• Task goal
Reproduce the records below exactly as they appear.

Point annotation records
=======

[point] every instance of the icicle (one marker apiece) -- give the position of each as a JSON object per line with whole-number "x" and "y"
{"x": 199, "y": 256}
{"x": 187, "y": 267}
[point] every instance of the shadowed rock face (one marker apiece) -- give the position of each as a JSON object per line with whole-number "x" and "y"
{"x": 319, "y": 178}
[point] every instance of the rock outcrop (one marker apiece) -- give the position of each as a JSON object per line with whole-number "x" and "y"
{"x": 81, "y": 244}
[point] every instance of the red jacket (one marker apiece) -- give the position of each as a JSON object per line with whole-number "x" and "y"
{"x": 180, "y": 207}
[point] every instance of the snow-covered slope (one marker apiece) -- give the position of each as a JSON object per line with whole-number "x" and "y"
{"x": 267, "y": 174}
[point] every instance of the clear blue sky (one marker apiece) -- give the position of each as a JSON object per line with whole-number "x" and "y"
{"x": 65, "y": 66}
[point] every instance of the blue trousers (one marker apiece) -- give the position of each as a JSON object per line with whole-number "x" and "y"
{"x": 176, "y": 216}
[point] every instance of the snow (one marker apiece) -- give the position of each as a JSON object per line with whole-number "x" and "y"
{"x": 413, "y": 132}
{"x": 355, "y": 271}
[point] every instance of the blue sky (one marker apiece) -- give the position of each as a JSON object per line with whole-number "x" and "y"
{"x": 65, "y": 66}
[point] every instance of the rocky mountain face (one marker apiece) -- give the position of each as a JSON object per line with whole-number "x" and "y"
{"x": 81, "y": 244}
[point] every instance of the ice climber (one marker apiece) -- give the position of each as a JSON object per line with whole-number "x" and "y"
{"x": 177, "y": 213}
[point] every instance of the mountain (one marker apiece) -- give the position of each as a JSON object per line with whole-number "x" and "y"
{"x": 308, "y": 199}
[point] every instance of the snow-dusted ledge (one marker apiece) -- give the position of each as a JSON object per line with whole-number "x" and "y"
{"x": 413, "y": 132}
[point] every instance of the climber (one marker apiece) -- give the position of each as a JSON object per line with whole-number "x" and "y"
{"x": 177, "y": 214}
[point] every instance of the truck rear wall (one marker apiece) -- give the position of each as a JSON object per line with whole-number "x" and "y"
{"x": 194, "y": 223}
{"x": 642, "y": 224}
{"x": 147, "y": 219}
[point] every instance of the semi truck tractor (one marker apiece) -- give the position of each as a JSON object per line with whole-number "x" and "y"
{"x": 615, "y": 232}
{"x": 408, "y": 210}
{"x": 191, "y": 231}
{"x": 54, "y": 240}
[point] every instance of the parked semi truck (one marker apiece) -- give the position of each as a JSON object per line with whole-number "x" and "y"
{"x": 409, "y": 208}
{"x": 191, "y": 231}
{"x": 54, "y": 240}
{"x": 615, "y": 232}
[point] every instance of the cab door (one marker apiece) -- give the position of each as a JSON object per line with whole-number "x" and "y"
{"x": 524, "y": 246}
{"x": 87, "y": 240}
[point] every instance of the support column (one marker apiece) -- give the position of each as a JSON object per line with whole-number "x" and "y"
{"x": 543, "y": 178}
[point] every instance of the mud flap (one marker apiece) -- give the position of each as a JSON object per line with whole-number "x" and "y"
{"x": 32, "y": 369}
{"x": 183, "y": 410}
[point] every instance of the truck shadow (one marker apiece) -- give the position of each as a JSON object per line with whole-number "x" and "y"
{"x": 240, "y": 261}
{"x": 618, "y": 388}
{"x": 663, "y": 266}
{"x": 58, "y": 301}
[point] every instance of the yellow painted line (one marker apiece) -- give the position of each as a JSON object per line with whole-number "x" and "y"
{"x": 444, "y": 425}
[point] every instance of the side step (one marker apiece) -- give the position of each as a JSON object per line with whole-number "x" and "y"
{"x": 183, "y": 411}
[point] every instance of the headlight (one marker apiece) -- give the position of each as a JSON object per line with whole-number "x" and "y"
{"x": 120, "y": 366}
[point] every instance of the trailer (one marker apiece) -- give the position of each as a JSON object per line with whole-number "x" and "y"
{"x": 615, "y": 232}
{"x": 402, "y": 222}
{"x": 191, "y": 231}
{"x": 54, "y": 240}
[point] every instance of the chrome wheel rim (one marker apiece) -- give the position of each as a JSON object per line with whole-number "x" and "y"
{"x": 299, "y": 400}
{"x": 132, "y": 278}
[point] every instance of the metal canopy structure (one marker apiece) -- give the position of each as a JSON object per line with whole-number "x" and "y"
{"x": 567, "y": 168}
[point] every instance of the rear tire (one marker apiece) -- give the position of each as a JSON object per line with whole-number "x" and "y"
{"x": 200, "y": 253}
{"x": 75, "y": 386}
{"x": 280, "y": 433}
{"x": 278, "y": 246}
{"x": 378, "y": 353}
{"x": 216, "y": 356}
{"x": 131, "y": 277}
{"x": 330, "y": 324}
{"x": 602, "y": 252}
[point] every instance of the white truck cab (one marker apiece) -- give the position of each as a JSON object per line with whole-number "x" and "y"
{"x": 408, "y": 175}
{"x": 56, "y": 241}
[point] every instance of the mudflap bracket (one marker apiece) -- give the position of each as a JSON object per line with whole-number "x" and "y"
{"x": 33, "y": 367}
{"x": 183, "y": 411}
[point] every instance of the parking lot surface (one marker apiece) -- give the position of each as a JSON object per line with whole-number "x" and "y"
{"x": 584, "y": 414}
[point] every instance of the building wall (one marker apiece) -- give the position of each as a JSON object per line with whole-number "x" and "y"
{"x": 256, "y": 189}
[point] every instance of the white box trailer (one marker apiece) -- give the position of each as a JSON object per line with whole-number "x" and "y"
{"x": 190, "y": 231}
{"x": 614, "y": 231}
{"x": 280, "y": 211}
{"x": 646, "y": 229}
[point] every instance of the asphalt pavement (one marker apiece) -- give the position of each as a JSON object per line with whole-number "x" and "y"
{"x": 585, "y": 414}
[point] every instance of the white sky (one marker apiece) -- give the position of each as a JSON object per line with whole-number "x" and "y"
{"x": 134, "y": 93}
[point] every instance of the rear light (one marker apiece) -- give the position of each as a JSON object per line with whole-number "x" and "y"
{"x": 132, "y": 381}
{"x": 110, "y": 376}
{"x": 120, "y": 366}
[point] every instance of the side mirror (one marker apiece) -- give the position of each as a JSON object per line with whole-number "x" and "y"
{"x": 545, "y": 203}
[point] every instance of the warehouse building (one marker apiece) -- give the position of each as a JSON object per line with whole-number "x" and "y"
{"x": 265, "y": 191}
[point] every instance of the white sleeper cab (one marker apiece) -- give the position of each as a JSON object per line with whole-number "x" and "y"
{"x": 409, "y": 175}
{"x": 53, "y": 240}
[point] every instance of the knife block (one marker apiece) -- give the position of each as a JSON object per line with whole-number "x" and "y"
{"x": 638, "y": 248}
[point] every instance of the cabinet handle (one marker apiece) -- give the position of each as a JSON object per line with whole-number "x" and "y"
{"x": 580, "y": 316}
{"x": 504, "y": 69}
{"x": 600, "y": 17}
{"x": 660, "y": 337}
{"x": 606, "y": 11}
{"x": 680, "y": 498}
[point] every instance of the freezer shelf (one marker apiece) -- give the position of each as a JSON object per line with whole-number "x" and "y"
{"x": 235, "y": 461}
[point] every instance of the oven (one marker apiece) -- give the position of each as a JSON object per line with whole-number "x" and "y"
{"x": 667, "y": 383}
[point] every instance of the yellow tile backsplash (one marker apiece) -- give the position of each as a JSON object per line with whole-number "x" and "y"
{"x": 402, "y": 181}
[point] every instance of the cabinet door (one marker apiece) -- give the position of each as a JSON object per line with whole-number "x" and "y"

=======

• Result for this task
[point] every instance of the icicle (one marker apiece) -- give the position of each as a JSON object per line with whole-number "x" and "y"
{"x": 199, "y": 256}
{"x": 187, "y": 267}
[point] every instance of the shadowed rock face (one marker apiece) -- give the position of each as a JSON object per line with whole-number "x" and "y"
{"x": 319, "y": 178}
[point] every instance of the rock outcrop (one marker apiece) -- give the position of each as a JSON object per line with whole-number "x" and "y"
{"x": 81, "y": 244}
[point] every instance of the red jacket (one marker apiece) -- give the position of each as a JSON object per line with whole-number "x" and "y"
{"x": 180, "y": 207}
[point] every instance of the snow-covered slope (one marker apiece) -- give the position of each as a JSON object per line with whole-number "x" and "y"
{"x": 267, "y": 174}
[point] every instance of the clear blue sky (one marker apiece) -- give the position of each as a JSON object per line with whole-number "x" and "y"
{"x": 65, "y": 66}
[point] every instance of the blue trousers (one marker apiece) -- give the position of each as a JSON object per line with whole-number "x" and "y"
{"x": 176, "y": 216}
[point] every instance of the snow (one marker apiece) -- give the position of each as a JSON object per line with whole-number "x" and "y"
{"x": 413, "y": 132}
{"x": 355, "y": 271}
[point] every instance of the blue sky (one marker apiece) -- give the position of each as a JSON object per line with whole-number "x" and "y"
{"x": 65, "y": 66}
[point] every instance of the rocky mountain face (one marker apiece) -- give the position of each as a JSON object per line with whole-number "x" and "y"
{"x": 81, "y": 244}
[point] every instance of the ice climber (one marker apiece) -- give the position of each as a JSON object per line with whole-number "x" and "y"
{"x": 177, "y": 213}
[point] every instance of the mountain (one marker apiece) -- give the position of each as a JSON object per line with whole-number "x" and "y"
{"x": 308, "y": 199}
[point] every instance of the snow-dusted ledge (one marker apiece) -- give the position of each as a JSON object per line with whole-number "x" and "y"
{"x": 413, "y": 132}
[point] every instance of the climber (one marker apiece) -- give the position of each as a JSON object per line with whole-number "x" and "y"
{"x": 177, "y": 214}
[point] every instance of the truck rear wall (one marker apiece) -- give the position of each as a JSON object per line with whole-number "x" and "y"
{"x": 194, "y": 223}
{"x": 642, "y": 224}
{"x": 147, "y": 219}
[point] every instance of the semi truck tractor (one marker apiece) -- give the position of each as a JSON object per line with whole-number "x" and "y"
{"x": 615, "y": 232}
{"x": 408, "y": 210}
{"x": 191, "y": 231}
{"x": 54, "y": 240}
[point] every instance of the parked semi truck (one marker apiece) -- give the position of each as a JSON object per line with whole-number "x" and "y"
{"x": 409, "y": 208}
{"x": 191, "y": 231}
{"x": 54, "y": 240}
{"x": 615, "y": 232}
[point] every instance of the cab door (one marker apiece) -- give the position of each as a JSON object per line with whole-number "x" and "y"
{"x": 524, "y": 246}
{"x": 87, "y": 240}
[point] every instance of the support column (one marker apiece) -- give the position of each as a JSON object per line with whole-number "x" and "y"
{"x": 543, "y": 178}
[point] every instance of the mud flap (one marker apiece) -- give the position of each as a JSON object per line with whole-number "x" and "y"
{"x": 32, "y": 369}
{"x": 183, "y": 410}
[point] every instance of the truck shadow (one marker apiece) -- give the position of each as a JSON object per line with whole-number "x" and "y"
{"x": 240, "y": 261}
{"x": 618, "y": 388}
{"x": 663, "y": 266}
{"x": 58, "y": 301}
[point] every instance of the yellow painted line (one marker apiece) -- give the position of each as a JSON object per line with whole-number "x" and "y"
{"x": 444, "y": 425}
[point] every instance of the side step (one marker apiece) -- give the position of each as a JSON object per line with whole-number "x" and "y"
{"x": 183, "y": 411}
[point] every instance of the headlight (one marker apiece) -- give the position of each as a JSON object per line with whole-number "x" and "y"
{"x": 120, "y": 366}
[point] every instance of the trailer (one marker apiece) -- give the position of each as a JSON object per line with whole-number "x" and "y"
{"x": 615, "y": 232}
{"x": 402, "y": 222}
{"x": 191, "y": 231}
{"x": 54, "y": 240}
[point] every instance of the chrome wheel rim (one marker apiece) -- give the position of each as a JSON object per line with whole-number "x" and "y"
{"x": 299, "y": 400}
{"x": 132, "y": 278}
[point] every instance of the metal canopy structure (one marker apiece) -- give the position of each as a JSON object per line with whole-number "x" and "y"
{"x": 567, "y": 168}
[point] every instance of the rear tire (one marker apiece) -- give the position of each as a JSON object per line with whole-number "x" and "y"
{"x": 200, "y": 253}
{"x": 75, "y": 386}
{"x": 280, "y": 433}
{"x": 278, "y": 246}
{"x": 378, "y": 353}
{"x": 216, "y": 356}
{"x": 131, "y": 277}
{"x": 330, "y": 324}
{"x": 602, "y": 252}
[point] every instance of the white truck cab (one marker apiece) -- give the position of each as a JSON object per line with whole-number "x" and "y"
{"x": 408, "y": 175}
{"x": 56, "y": 241}
[point] every instance of the mudflap bracket (one marker apiece) -- give the position of each as a JSON object per line with whole-number "x" and "y"
{"x": 33, "y": 367}
{"x": 183, "y": 411}
[point] every instance of the parking lot surface (one marker apiece) -- give the position of each as a JSON object per line with whole-number "x" and "y"
{"x": 584, "y": 414}
[point] every instance of the building wall (one marker apiece) -- give the position of each as a JSON object per line with whole-number "x" and "y"
{"x": 256, "y": 189}
[point] every instance of the white box trailer (one marker apiece) -- give the position of each as a JSON object per line with whole-number "x" and "y"
{"x": 190, "y": 231}
{"x": 614, "y": 231}
{"x": 280, "y": 211}
{"x": 646, "y": 229}
[point] every instance of the asphalt pavement (one marker apiece) -- give the position of each as a JSON object per line with whole-number "x" and "y"
{"x": 585, "y": 414}
[point] every instance of the white sky (one marker apiece) -- give the position of each as a JSON object per line with whole-number "x" and "y"
{"x": 134, "y": 93}
[point] every instance of the rear light (one marker apiece) -- give the position of each as a JSON object per line with whole-number "x" and "y"
{"x": 132, "y": 381}
{"x": 110, "y": 376}
{"x": 120, "y": 366}
[point] every instance of the side mirror (one marker apiece) -- give the position of each as a JSON object per line with whole-number "x" and "y"
{"x": 545, "y": 203}
[point] every instance of the warehouse building (one marker apiece) -- give the position of each as a JSON object per line with whole-number "x" and "y"
{"x": 265, "y": 191}
[point] every instance of the white sleeper cab (one marker apiece) -- give the position of each as a JSON object per line with whole-number "x" and "y"
{"x": 409, "y": 175}
{"x": 53, "y": 240}
[point] every instance of the knife block (one marker apiece) -- give the position of each as a JSON object per line with whole-number "x" and "y"
{"x": 638, "y": 248}
[point] every instance of the cabinet handle (one marker apiece) -- give the position of each as a JSON object per line with whole-number "x" and "y"
{"x": 580, "y": 316}
{"x": 504, "y": 69}
{"x": 600, "y": 17}
{"x": 660, "y": 337}
{"x": 606, "y": 11}
{"x": 680, "y": 498}
[point] every instance of the freezer shelf (one marker apiece) -- give the position of each as a JSON object per line with whole-number "x" and "y"
{"x": 235, "y": 461}
[point] every instance of the oven (one marker apiece) -- give the position of each as a JSON object per line with whole-number "x" and "y"
{"x": 667, "y": 383}
[point] every instance of the yellow tile backsplash (one marker apiece) -- give the position of each as a JSON object per line with whole-number "x" and "y"
{"x": 402, "y": 181}
[point] every instance of the cabinet door (one marker apiece) -- give the position of each as a JSON object per line with whole-number "x" and "y"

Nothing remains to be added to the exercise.